*** EXCERPTED DATA ***
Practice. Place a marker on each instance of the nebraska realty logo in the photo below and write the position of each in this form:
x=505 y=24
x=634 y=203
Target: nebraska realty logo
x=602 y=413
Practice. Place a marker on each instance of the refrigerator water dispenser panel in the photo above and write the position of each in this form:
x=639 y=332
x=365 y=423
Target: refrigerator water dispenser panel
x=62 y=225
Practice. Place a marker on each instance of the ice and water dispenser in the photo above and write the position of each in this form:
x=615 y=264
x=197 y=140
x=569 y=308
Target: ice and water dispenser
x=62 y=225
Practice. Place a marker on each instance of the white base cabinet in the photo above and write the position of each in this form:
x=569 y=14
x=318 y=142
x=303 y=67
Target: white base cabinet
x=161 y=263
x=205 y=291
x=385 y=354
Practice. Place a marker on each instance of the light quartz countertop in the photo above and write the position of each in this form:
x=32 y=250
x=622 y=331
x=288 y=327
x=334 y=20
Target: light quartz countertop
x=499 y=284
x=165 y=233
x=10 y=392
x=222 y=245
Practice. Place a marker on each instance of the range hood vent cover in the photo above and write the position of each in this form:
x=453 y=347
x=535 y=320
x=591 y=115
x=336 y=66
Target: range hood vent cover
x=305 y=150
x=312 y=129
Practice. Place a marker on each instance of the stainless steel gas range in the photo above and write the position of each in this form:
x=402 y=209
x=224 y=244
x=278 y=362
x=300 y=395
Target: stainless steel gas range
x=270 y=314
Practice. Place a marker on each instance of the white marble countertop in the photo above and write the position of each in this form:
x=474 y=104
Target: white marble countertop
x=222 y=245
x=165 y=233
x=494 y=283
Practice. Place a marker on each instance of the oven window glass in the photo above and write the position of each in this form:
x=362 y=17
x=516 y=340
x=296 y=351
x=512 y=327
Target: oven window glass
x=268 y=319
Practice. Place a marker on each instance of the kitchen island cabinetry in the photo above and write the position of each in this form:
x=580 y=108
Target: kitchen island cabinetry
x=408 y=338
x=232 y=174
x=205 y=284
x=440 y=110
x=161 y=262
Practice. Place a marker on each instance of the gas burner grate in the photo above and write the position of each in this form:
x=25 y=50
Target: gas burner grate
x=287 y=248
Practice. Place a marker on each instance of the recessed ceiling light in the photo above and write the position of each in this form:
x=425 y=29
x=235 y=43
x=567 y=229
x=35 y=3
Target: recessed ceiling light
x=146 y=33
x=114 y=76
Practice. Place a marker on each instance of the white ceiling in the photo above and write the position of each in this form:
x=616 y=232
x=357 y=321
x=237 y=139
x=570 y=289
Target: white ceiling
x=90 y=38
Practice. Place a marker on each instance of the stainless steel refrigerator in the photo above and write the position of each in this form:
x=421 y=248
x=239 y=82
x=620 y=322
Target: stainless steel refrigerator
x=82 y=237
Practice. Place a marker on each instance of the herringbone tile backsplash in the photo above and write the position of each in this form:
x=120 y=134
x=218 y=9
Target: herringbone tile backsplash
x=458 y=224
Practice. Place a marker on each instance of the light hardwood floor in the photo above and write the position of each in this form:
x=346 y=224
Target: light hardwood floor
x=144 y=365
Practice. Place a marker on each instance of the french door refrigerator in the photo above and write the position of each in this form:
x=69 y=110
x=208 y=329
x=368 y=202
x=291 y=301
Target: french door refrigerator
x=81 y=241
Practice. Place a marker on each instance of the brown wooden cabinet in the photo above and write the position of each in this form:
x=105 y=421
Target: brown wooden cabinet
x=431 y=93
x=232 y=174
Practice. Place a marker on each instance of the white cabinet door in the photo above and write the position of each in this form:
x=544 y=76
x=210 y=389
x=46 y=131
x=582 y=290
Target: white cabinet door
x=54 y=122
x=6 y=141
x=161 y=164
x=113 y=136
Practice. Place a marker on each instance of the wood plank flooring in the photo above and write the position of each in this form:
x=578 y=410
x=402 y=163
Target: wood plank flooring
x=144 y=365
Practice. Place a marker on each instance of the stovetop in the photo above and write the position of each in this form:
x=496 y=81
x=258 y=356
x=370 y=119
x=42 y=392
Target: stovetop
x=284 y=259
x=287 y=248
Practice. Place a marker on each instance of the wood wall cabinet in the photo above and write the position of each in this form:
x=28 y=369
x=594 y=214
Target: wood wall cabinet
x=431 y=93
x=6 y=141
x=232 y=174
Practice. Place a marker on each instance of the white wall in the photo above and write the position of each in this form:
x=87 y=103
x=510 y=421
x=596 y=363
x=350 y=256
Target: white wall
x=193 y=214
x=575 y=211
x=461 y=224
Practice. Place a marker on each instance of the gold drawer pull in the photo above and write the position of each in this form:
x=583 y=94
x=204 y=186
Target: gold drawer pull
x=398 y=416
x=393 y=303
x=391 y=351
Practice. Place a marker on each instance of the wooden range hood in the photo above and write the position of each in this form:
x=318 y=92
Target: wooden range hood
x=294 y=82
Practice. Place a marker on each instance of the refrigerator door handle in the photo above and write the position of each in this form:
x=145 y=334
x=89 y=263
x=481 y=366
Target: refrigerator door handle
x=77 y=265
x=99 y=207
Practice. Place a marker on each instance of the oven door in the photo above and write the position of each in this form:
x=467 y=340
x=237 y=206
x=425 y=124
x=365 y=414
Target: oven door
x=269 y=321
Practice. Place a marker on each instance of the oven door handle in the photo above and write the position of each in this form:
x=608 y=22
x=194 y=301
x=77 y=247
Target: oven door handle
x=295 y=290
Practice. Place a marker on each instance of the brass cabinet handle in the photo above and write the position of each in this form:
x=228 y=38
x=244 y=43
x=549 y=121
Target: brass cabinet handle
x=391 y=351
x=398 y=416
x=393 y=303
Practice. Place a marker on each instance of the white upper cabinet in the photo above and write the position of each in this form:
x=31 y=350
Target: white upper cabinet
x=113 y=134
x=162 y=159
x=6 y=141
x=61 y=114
*** End of EXCERPTED DATA ***
_WHAT YOU NEED TO DO:_
Each record above must be transcribed exactly, and none may be skipped.

_WRITTEN REPLY:_
Practice. Place a marker on each instance of the nebraska realty logo in the photo below and write the position of each in this form:
x=505 y=24
x=634 y=203
Target: nebraska realty logo
x=602 y=413
Practice. Place a marker on each instance of the refrigerator water dispenser panel in the photo above and write the position of each in this form:
x=639 y=332
x=365 y=423
Target: refrigerator water dispenser panel
x=62 y=225
Practice. Place a marker on each instance of the ice and water dispenser in the photo above and write the position of each in this form:
x=615 y=264
x=197 y=140
x=569 y=308
Target: ice and water dispenser
x=62 y=225
Practice. Place a marker on each instance of the white base cabinet in the photo above and write the position of each in this form:
x=569 y=14
x=318 y=142
x=303 y=67
Target: white base cabinet
x=161 y=263
x=205 y=291
x=385 y=354
Practice. Place a marker on each instance of the light quartz countertop in the photo above and write the position of each in this form:
x=32 y=250
x=622 y=331
x=288 y=327
x=334 y=20
Target: light quartz countertop
x=499 y=284
x=165 y=233
x=10 y=392
x=222 y=245
Practice. Place a marker on each instance of the range hood vent cover in the photo above and write the position of each in this form:
x=453 y=347
x=535 y=320
x=591 y=115
x=336 y=66
Target: range hood vent cover
x=305 y=150
x=312 y=129
Practice. Place a marker on each instance of the stainless steel gas range in the photo above and write the position of each in this form:
x=402 y=209
x=224 y=244
x=278 y=362
x=300 y=395
Target: stainless steel gas range
x=270 y=314
Practice. Place a marker on each instance of the white marble countertop in the photo above and write the position of each in this form:
x=474 y=104
Target: white marble countertop
x=222 y=245
x=165 y=233
x=494 y=283
Practice. Place a marker on each instance of the oven window glass in the photo above and write the position of each in this form:
x=362 y=17
x=516 y=340
x=296 y=351
x=512 y=327
Target: oven window glass
x=268 y=319
Practice. Place a marker on each instance of the kitchen island cabinetry in the photo above and write the position of each in this form:
x=580 y=108
Target: kitchen island cabinetry
x=408 y=338
x=232 y=174
x=205 y=284
x=440 y=110
x=161 y=262
Practice. Place a marker on each instance of the gas burner grate in the photo above and write the position of each in this form:
x=25 y=50
Target: gas burner grate
x=287 y=248
Practice. Place a marker on each instance of the recessed ceiling light in the photo above and write the position of each in this form:
x=425 y=29
x=235 y=43
x=567 y=229
x=35 y=3
Target: recessed ceiling light
x=146 y=33
x=114 y=76
Practice. Place a marker on each instance of the white ceiling in the photo above and write the position of each in this form:
x=616 y=232
x=357 y=321
x=237 y=139
x=570 y=289
Target: white ceiling
x=90 y=38
Practice. Place a marker on each instance of the stainless steel refrigerator in the photo above and write the position of each in this form:
x=421 y=248
x=239 y=82
x=620 y=322
Target: stainless steel refrigerator
x=82 y=237
Practice. Place a marker on each instance of the herringbone tile backsplash in the photo above and write the position of each in this form:
x=120 y=134
x=218 y=9
Target: herringbone tile backsplash
x=458 y=224
Practice. Place a marker on each instance of the light hardwood floor in the photo above and write the position of each in this form:
x=346 y=224
Target: light hardwood floor
x=144 y=365
Practice. Place a marker on each instance of the french door refrigerator in the photo above and write the position of each in this form:
x=69 y=110
x=208 y=329
x=368 y=202
x=291 y=301
Target: french door refrigerator
x=81 y=241
Practice. Place a marker on each instance of the brown wooden cabinet in the photo above and write the position of each in this form:
x=105 y=421
Target: brown wooden cabinet
x=431 y=93
x=232 y=174
Practice. Place a marker on each instance of the white cabinet door in the photo above and write the position of each in this form:
x=544 y=76
x=210 y=389
x=46 y=131
x=582 y=290
Target: white cabinet door
x=54 y=122
x=6 y=141
x=161 y=164
x=113 y=136
Practice. Place a marker on each instance of the wood plank flooring in the photo above and write the position of each in this form:
x=578 y=410
x=402 y=163
Target: wood plank flooring
x=144 y=365
Practice. Place a marker on each instance of the stovetop in the photo above and write the position of each in this form:
x=496 y=81
x=258 y=356
x=370 y=119
x=42 y=392
Target: stovetop
x=284 y=259
x=287 y=248
Practice. Place a marker on each instance of the wood wall cabinet in the photo above and write the position of each in this form:
x=28 y=369
x=594 y=214
Target: wood wall cabinet
x=431 y=93
x=6 y=141
x=232 y=174
Practice. Place a marker on each instance of the white wall in the photo above and write the position of each in this form:
x=87 y=103
x=510 y=421
x=596 y=363
x=350 y=256
Target: white wall
x=193 y=214
x=575 y=211
x=461 y=224
Practice. Place a marker on each instance of the gold drawer pull in the photo above and write the position of each in this form:
x=583 y=94
x=204 y=186
Target: gold drawer pull
x=398 y=416
x=393 y=303
x=391 y=351
Practice. Place a marker on each instance of the wooden range hood in the photo above and write the position of each in this form:
x=318 y=92
Target: wooden range hood
x=294 y=82
Practice. Place a marker on each instance of the refrigerator door handle in the photo above and write the position of each in this form:
x=145 y=334
x=89 y=263
x=481 y=366
Target: refrigerator door handle
x=77 y=265
x=99 y=207
Practice. Place a marker on each instance of the oven door in the photo above and write the position of each in this form:
x=467 y=340
x=237 y=206
x=425 y=124
x=365 y=414
Target: oven door
x=269 y=321
Practice. Place a marker on each instance of the oven door handle in the photo above and write the position of each in this form:
x=608 y=22
x=194 y=301
x=77 y=247
Target: oven door handle
x=295 y=290
Practice. Place a marker on each instance of the brass cabinet handle in the photo above and write the position of each in this form:
x=228 y=38
x=244 y=43
x=549 y=121
Target: brass cabinet handle
x=391 y=351
x=398 y=416
x=393 y=303
Practice. Place a marker on each instance of the white upper cabinet in the photo above and write the position of each in this form:
x=31 y=350
Target: white upper cabinet
x=113 y=134
x=162 y=159
x=6 y=141
x=61 y=114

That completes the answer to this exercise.